* What you will do
1 – In the text on the recovery plan adjustment, rewrite the paragraph beginning "In the reform section of the plan" as a short bulleted list that keeps its main facts.
2 – Which years of EU Council recommendations does the text on the recovery plan adjustment mention? List them all.
3 – Continue the text on the recovery plan adjustment from where it stops.

* Text block

Based on the additionally gathered information and harmonisation, the Government drafted a final adjustment proposal of the plan that did not interfere with the basic concept of the plan. When drafting the amendment, the Government particularly strove to retain the investments which will closely follow the planned timeline to the greatest extent possible and thus generate revenue for the state budget.
In the reform section of the plan, the Government still addresses all the challenges defined in the recommendations of the EU Council for 2019, 2020 and 2022. The reform measures addressing these recommendations are namely the conditions for the influx of resources for recovery and resilience. The milestones and targets relating to the reforms cannot be changed by the member states; however, they may propose to the European Commission a certain delay in the timeline or a postponement to a later instalment, but only upon suitable argumentation.
When drafting the adjustment proposal of the plan, the Government also observed the mandatory contribution of the planned measures to climate and digital targets.
The key differences between the original and final adjustment proposal of the plan involve three investments:
- "Greening of Educational Infrastructure in Slovenia": After a re-examination and receipt of assurances by the University of Ljubljana or the Faculty of Medicine that the Campus Vrazov trg project was underway as per the planned timeline and that it would be implemented within the plan timetable, i.e. by mid-2026, the Government decided to keep the project in the plan.
- "Effective management of infectious diseases": Upon the approval of the investment, the construction of a new infection clinic in Maribor was also part of the plan. The timeline of project implementation is being significantly delayed and a serious risk exists relating to its completion in mid-2026, which would endanger the drawing of recovery and resilience funds due to the failure to attain the milestones and the target linked with the investment. Following the timetable risk assessment of the investment, the Government adopted the decision to eliminate the project from the plan and implement it within an adjusted timeline with domestic funds.

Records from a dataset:
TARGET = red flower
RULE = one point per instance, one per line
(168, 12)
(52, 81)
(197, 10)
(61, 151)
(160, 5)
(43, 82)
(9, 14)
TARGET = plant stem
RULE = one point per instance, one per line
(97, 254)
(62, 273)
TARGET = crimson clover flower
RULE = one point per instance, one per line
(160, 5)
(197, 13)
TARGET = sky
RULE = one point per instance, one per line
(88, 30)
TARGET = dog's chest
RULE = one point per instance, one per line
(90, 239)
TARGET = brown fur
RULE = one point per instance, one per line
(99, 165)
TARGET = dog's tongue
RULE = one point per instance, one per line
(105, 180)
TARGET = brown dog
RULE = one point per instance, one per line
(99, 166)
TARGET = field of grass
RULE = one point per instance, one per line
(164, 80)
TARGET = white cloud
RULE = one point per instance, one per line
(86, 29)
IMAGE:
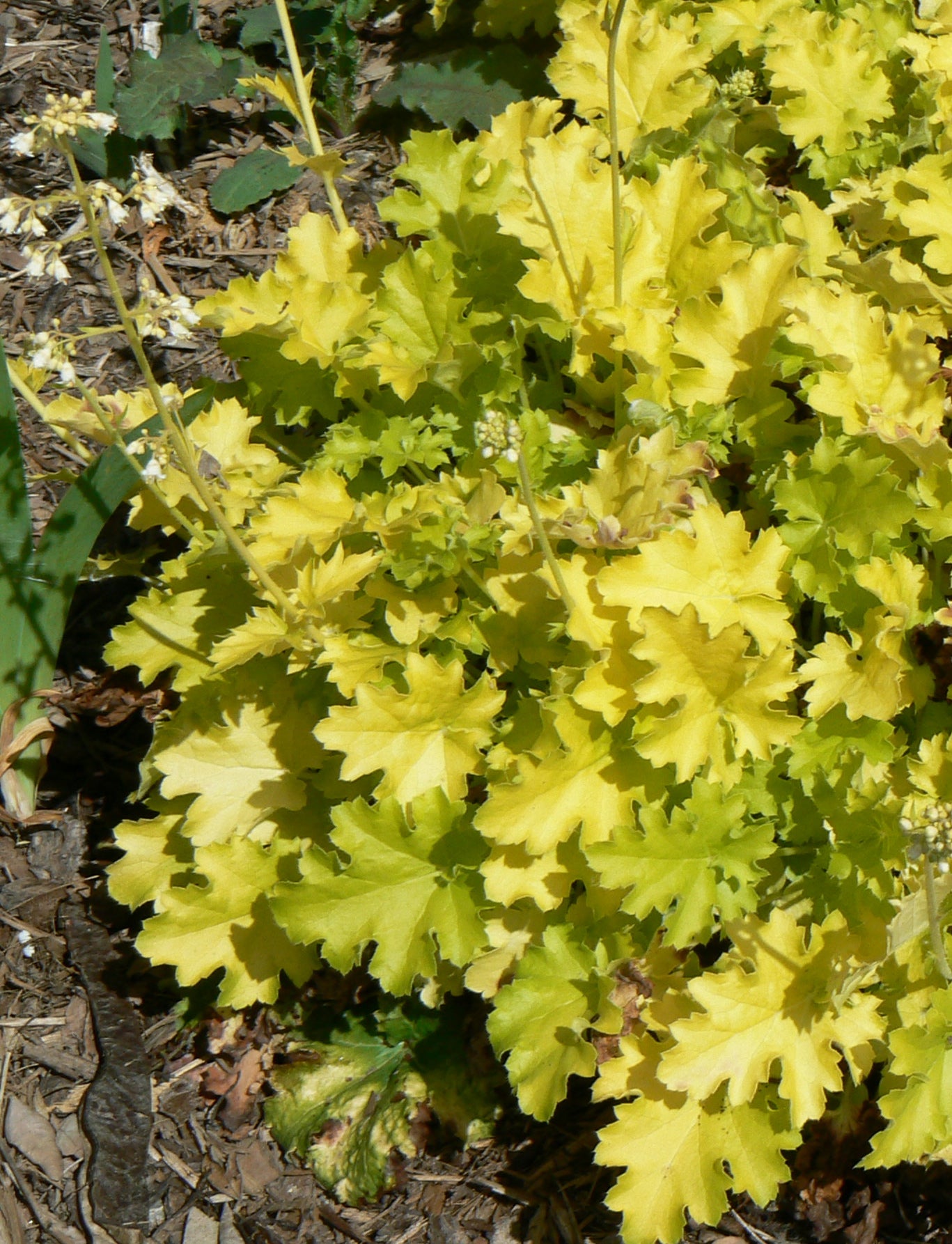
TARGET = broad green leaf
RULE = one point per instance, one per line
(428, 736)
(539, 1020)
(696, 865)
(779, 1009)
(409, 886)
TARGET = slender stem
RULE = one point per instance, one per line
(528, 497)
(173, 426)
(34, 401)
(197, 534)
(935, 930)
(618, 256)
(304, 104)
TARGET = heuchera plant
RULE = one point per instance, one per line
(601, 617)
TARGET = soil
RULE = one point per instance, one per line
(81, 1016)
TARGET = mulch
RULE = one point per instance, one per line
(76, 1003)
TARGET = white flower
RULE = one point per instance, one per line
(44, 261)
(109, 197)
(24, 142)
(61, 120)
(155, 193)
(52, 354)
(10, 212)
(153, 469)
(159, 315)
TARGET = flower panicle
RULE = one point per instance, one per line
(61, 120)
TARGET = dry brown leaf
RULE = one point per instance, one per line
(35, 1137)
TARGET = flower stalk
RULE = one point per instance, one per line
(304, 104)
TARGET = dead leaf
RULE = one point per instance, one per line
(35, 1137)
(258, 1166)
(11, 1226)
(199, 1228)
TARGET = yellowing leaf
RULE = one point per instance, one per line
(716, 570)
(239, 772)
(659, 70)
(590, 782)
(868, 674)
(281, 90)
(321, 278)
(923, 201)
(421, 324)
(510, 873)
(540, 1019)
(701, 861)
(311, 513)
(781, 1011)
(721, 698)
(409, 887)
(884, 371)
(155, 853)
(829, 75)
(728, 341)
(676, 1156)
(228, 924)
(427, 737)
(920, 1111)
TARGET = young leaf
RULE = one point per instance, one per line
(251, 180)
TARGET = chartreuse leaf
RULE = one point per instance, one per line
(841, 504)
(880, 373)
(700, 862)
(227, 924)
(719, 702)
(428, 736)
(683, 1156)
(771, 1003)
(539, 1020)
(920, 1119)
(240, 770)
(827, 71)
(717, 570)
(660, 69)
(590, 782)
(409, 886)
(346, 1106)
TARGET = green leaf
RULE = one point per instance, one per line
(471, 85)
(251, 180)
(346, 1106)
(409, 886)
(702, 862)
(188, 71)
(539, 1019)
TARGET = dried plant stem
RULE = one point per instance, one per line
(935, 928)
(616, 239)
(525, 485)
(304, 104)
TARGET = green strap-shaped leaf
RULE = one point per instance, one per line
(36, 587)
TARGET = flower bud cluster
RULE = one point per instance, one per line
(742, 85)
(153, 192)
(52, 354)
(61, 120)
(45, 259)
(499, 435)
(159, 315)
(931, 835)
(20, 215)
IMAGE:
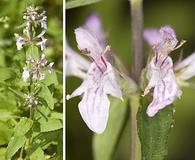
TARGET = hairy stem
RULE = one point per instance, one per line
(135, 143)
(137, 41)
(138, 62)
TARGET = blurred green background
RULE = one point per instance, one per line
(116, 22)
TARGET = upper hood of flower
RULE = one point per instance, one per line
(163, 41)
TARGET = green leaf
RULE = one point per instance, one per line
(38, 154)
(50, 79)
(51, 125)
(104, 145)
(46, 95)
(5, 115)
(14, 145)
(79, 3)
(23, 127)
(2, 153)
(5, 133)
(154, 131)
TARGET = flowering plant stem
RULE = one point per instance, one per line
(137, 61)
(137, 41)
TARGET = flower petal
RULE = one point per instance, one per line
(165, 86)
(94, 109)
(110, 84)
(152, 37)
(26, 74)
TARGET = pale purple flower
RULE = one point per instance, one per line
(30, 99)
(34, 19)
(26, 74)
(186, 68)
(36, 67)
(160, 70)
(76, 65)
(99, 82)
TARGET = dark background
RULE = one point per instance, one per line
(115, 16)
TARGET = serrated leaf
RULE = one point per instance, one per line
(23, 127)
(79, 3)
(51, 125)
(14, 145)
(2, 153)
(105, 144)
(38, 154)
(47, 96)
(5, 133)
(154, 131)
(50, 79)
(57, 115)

* * *

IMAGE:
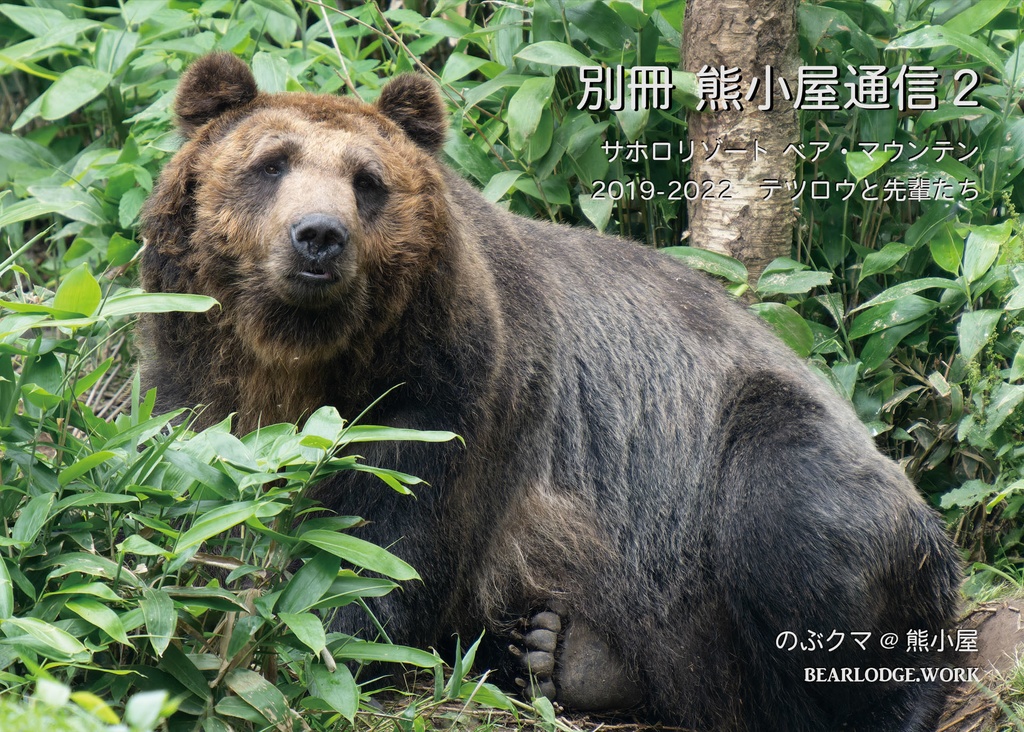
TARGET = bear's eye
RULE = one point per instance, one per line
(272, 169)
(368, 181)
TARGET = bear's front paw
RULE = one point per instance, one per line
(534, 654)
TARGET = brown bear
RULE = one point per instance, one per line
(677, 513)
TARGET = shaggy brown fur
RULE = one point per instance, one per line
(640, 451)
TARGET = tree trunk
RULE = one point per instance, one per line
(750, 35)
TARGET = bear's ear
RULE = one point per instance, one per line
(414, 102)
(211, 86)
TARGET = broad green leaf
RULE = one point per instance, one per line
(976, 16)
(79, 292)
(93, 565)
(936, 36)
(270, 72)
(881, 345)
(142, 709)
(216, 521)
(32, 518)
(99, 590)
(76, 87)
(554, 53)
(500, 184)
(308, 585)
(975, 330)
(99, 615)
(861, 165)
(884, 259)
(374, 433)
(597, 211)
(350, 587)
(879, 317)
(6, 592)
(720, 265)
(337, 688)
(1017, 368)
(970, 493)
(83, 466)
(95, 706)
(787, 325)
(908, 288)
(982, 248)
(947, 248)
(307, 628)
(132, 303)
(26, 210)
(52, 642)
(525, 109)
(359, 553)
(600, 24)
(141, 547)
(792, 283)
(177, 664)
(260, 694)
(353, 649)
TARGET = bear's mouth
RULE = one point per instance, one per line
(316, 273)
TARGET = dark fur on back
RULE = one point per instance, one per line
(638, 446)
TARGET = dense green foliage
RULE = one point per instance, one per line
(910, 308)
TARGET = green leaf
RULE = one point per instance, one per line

* Outputs in order
1 –
- The Government's reform section still addresses all challenges in the EU Council recommendations for 2019, 2020 and 2022.
- The reform measures are the conditions for receiving recovery and resilience funds.
- Member states cannot change the milestones and targets tied to the reforms.
- With suitable argumentation, they may ask the European Commission for a delay or a postponement to a later instalment.

2 – 2019, 2020, 2022

3 –
- "Reducing flood risk and the risk of other climate-related disasters": Based on the additionally gathered information, the Government assessed that the projects planned to enhance flood protection, the financing of which was anticipated from the Facility grants, were not being implemented in accordance with the planned timetable. As these are complex projects with regard to the aspect of preparation and implementation, the Government proposes that the investment be implemented to a lesser extent regarding grants, which is realistically feasible in view of the risks identified for a timely implementation. It proposes that some EUR 120 million of grants are earmarked for this field and not EUR 280 million, as anticipated initially. The projects that will not be implemented within the plan are expected to be funded by domestic resources and as per their own timelines.
Slovenia proposes to the EC a lesser utilisation of grants, i.e. in the amount of EUR 545 million and not EUR 705 million as anticipated upon the approval of the plan.
The Government will seek other sources for financing the content eliminated from the plan, for which it will be assessed that are important for Slovenia’s recovery.
The Government also proposes to the EC the postponement of certain milestones and targets from the initial instalments to a later time in order to prepare and harmonise key reforms with quality, implement investments and accelerate payments of the planned instalments from the Union budget.
The Government expects the final approval of the adjustment proposal of the plan by the EU Council this autumn.